▶ Brano da leggere

☆ ☆ ☆ ☆ ☆

G.
D'Annunzio, La Gloria (1899), in Tragedie, sogni e misteri,
Milano, Meridiani Mondadori, 2013
La
tragedia è ambientata a Roma, ma si tratta di una città immaginaria
che richiama la Roma imperiale o Costantinopoli, quindi il motivo già
rilevato da Mario Praz (1) della città mostruosa e decadente ( come
Cartagine nella Salammbô di Flaubert ). Nelle prime scene già
sentiamo alitare la fama della donna fatale, Elena Comnèna, il cui
cognome indica l'erede dell'antica dinastia bizantina dei sovrani di
Trebisonda. Ma la vicenda sembra fuori della storia, circondata da un
alone di leggenda.
Atto
I, scena III (p. 349-356). Continui richiami alla filosofia
superomistica di Nietzsche e al mito napoleonico. Secondo i Mèmoires
di Laure Junot, marchesa di Abrantes, Napoleone sarebbe stato
imparentato con la dinastia imperiale dei Comnèni ( vedi nota a p.
1164 ).

☆ ☆ ☆ ☆ ☆

Voci archiviate di una raccolta
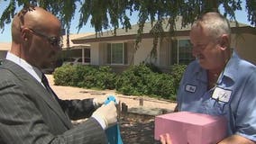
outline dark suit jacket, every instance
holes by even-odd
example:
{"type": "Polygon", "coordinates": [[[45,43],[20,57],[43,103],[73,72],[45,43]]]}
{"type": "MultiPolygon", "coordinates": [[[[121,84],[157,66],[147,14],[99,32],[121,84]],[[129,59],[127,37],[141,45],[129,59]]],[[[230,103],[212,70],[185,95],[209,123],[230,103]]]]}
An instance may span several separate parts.
{"type": "Polygon", "coordinates": [[[93,111],[91,100],[55,99],[12,61],[5,60],[0,67],[1,144],[107,143],[94,118],[76,127],[69,118],[90,116],[93,111]]]}

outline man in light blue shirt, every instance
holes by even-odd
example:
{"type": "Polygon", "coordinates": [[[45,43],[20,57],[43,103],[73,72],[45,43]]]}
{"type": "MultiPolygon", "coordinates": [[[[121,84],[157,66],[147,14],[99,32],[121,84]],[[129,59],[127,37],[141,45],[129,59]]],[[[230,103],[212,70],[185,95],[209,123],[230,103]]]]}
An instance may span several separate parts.
{"type": "MultiPolygon", "coordinates": [[[[230,47],[231,29],[217,13],[206,13],[190,32],[193,55],[180,82],[178,111],[224,116],[228,137],[218,144],[256,141],[256,68],[230,47]]],[[[170,144],[160,137],[161,143],[170,144]]]]}

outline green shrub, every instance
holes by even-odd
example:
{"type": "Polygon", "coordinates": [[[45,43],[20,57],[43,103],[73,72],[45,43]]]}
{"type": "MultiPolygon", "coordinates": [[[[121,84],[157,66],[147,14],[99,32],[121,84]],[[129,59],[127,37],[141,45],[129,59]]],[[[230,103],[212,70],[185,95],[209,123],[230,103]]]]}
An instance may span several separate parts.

☆ ☆ ☆ ☆ ☆

▶ Compiti
1. Nel brano sulla Gloria di D'Annunzio, che cosa indica il cognome di Elena Comnèna?
2. Trascriva senza modifiche, dal brano sulla Gloria di D'Annunzio, tutto ciò che va da «D'Annunzio, La Gloria» fino a «alone di leggenda.».

▶ Soluzioni
1. Indica l'erede dell'antica dinastia bizantina dei sovrani di Trebisonda.

2.
D'Annunzio, La Gloria (1899), in Tragedie, sogni e misteri,
Milano, Meridiani Mondadori, 2013
La
tragedia è ambientata a Roma, ma si tratta di una città immaginaria
che richiama la Roma imperiale o Costantinopoli, quindi il motivo già
rilevato da Mario Praz (1) della città mostruosa e decadente ( come
Cartagine nella Salammbô di Flaubert ). Nelle prime scene già
sentiamo alitare la fama della donna fatale, Elena Comnèna, il cui
cognome indica l'erede dell'antica dinastia bizantina dei sovrani di
Trebisonda. Ma la vicenda sembra fuori della storia, circondata da un
alone di leggenda.